Exercise instructions>
Reproduce every one of the entries below word for word.

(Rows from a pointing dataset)

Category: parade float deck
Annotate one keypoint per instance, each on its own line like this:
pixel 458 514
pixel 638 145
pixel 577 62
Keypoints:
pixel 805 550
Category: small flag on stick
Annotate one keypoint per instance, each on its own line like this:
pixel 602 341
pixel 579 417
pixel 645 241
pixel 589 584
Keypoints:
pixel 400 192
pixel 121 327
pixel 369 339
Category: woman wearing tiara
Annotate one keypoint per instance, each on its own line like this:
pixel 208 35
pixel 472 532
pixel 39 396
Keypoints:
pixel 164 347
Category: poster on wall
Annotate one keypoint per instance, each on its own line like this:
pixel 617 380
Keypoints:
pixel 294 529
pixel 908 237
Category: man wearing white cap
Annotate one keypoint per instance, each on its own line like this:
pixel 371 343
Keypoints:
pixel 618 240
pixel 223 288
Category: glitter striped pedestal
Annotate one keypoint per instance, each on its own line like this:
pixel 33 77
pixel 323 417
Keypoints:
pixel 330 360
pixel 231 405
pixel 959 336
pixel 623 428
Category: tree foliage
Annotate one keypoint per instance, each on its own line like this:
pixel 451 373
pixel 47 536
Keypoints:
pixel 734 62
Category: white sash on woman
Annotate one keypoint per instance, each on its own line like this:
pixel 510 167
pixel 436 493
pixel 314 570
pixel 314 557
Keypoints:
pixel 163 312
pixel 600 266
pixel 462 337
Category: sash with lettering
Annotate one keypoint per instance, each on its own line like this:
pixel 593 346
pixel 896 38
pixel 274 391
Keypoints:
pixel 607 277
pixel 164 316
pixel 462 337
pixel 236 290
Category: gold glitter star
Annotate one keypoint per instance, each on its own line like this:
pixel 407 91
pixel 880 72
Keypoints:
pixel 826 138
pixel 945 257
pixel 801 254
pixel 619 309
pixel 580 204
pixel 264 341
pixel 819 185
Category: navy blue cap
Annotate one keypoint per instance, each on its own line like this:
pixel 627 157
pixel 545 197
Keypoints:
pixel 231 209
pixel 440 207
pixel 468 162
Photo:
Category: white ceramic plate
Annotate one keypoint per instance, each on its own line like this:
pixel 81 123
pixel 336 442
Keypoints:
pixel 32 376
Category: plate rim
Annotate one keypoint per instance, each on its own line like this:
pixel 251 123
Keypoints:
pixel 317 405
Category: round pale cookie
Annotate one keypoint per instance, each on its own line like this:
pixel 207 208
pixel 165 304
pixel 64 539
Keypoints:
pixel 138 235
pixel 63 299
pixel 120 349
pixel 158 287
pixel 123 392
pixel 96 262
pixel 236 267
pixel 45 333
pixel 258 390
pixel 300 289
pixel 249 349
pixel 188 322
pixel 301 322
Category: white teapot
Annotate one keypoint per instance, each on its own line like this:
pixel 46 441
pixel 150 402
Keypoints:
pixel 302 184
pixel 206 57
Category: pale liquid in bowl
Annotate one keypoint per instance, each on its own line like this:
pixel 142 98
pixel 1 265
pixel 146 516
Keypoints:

Correct result>
Category: parade float deck
Annotate one keypoint per instance, each on its own line like this:
pixel 458 514
pixel 638 145
pixel 577 62
Keypoints:
pixel 805 550
Category: small flag on stick
Annotate one keypoint per instance, each on its own line like this:
pixel 602 341
pixel 579 417
pixel 645 241
pixel 589 584
Keypoints:
pixel 400 192
pixel 121 327
pixel 369 339
Category: woman wearing tiara
Annotate one keypoint per instance, each on its own line like this:
pixel 208 35
pixel 472 532
pixel 39 396
Keypoints:
pixel 164 347
Category: poster on wall
Annotate one keypoint per instance, each on its own line like this:
pixel 617 380
Keypoints:
pixel 294 529
pixel 908 237
Category: man wearing white cap
Annotate one keypoint per instance, each on its own line like this:
pixel 371 343
Keypoints:
pixel 618 240
pixel 223 288
Category: glitter striped pedestal
Annotate one keypoint per instance, each on its own line like this:
pixel 33 77
pixel 323 417
Keypoints:
pixel 330 360
pixel 231 405
pixel 959 336
pixel 623 428
Category: tree foliage
Annotate one keypoint per instance, each on its own line like this:
pixel 451 373
pixel 47 536
Keypoints:
pixel 734 62
Category: white sash on woman
Annotate one keypoint per instance, each on its own line like this:
pixel 510 167
pixel 436 493
pixel 314 570
pixel 314 557
Keypoints:
pixel 163 312
pixel 600 266
pixel 462 337
Category: sash with lettering
Annotate one keypoint per instance, each on its own line like this:
pixel 593 346
pixel 896 38
pixel 274 391
Keypoints:
pixel 607 277
pixel 164 316
pixel 462 337
pixel 236 290
Category: gold glitter star
Annotate one keypoint per instance, each on its own line like this:
pixel 407 91
pixel 880 72
Keypoints:
pixel 826 138
pixel 945 257
pixel 801 254
pixel 619 309
pixel 580 204
pixel 264 341
pixel 819 185
Category: navy blue cap
Annotate one keypoint per instance, each on its own line like this:
pixel 627 157
pixel 545 197
Keypoints:
pixel 231 209
pixel 440 207
pixel 468 162
Photo:
Category: white ceramic plate
Annotate one keypoint per instance, each on its own line like this:
pixel 81 123
pixel 336 442
Keypoints:
pixel 32 376
Category: plate rim
Annotate one keypoint per instance, each on its own line like this:
pixel 251 123
Keypoints:
pixel 317 405
Category: round pale cookie
Annotate one keypoint per instance, each on its own line like this:
pixel 207 208
pixel 165 304
pixel 64 539
Keypoints:
pixel 138 235
pixel 63 299
pixel 120 349
pixel 158 287
pixel 123 392
pixel 96 262
pixel 236 267
pixel 45 333
pixel 258 390
pixel 300 289
pixel 249 349
pixel 188 322
pixel 301 322
Category: white teapot
Annotate one keypoint per instance, each on its own line like this:
pixel 46 441
pixel 150 402
Keypoints:
pixel 302 184
pixel 206 57
Category: pale liquid in bowl
Annotate one keypoint per instance, each on its own line like this:
pixel 142 98
pixel 1 265
pixel 146 516
Keypoints:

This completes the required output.